[Data extracted from a collection]
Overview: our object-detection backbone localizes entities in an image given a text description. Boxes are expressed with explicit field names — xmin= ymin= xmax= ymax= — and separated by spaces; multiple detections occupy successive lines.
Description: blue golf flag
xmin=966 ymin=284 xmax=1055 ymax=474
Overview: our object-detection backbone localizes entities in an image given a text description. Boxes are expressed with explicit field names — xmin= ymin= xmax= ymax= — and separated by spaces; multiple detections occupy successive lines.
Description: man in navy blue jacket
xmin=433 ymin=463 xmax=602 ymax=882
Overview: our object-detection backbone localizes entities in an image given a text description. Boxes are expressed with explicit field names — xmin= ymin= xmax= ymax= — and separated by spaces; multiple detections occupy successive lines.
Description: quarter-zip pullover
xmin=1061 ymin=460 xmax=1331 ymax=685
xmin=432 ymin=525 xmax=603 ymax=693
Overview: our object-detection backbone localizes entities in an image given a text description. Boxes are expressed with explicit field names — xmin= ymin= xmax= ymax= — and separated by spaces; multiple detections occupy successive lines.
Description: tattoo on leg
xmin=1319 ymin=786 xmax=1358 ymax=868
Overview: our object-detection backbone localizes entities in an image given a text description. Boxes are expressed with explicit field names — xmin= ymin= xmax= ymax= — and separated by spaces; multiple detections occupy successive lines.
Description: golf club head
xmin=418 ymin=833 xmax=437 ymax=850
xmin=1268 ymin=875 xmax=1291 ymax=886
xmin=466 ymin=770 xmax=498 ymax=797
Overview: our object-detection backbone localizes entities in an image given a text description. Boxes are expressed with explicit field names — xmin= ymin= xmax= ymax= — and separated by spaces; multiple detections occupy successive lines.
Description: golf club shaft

**Problem to solve**
Transcribe every line of the data, exactly as it stands.

**Exercise response**
Overview: our object-detection backbone localizes entities in an image given a text description. Boxes are expressed with explicit field names — xmin= ymin= xmax= ymax= — and separated by spaces; multiple detections occupy successive lines.
Description: blue golf flag
xmin=966 ymin=284 xmax=1055 ymax=474
Overview: our object-detection backbone localizes entities in an image given a text description. Boxes are expressed with explicit field names — xmin= ymin= xmax= ymax= — and separated by spaces; multiple detections occupy successive lines.
Description: man in navy blue jacket
xmin=433 ymin=463 xmax=602 ymax=882
Overview: our object-detection backbone localizes entities in an image given a text description. Boxes are expressed with explicit field names — xmin= ymin= xmax= ymax= — and separated by spaces; multiple detections occupy successive lines.
Description: quarter-zip pullover
xmin=1061 ymin=460 xmax=1331 ymax=685
xmin=432 ymin=525 xmax=603 ymax=693
Overview: our object-detection backbone localizes entities in an image given a text description. Boxes are expressed with explicit field names — xmin= ymin= xmax= ymax= — and separated by spaces; multiple detections occupy successive lines.
Description: tattoo on leg
xmin=1319 ymin=786 xmax=1358 ymax=868
Overview: our object-detection backbone localizes entities in an image given a text description. Boxes are expressed with explicit field names — xmin= ymin= xmax= ymax= — and separated by spaces; multiple detections occupy successive lines.
Description: golf club head
xmin=418 ymin=833 xmax=437 ymax=850
xmin=1268 ymin=875 xmax=1291 ymax=886
xmin=466 ymin=770 xmax=498 ymax=797
Overview: our object-detection backbone localizes entities in an image given a text description. Boxes are expressed with explicit field names — xmin= ymin= xmax= ymax= — and separated by spaces; multiple detections occupy successive lines.
Description: golf club shaft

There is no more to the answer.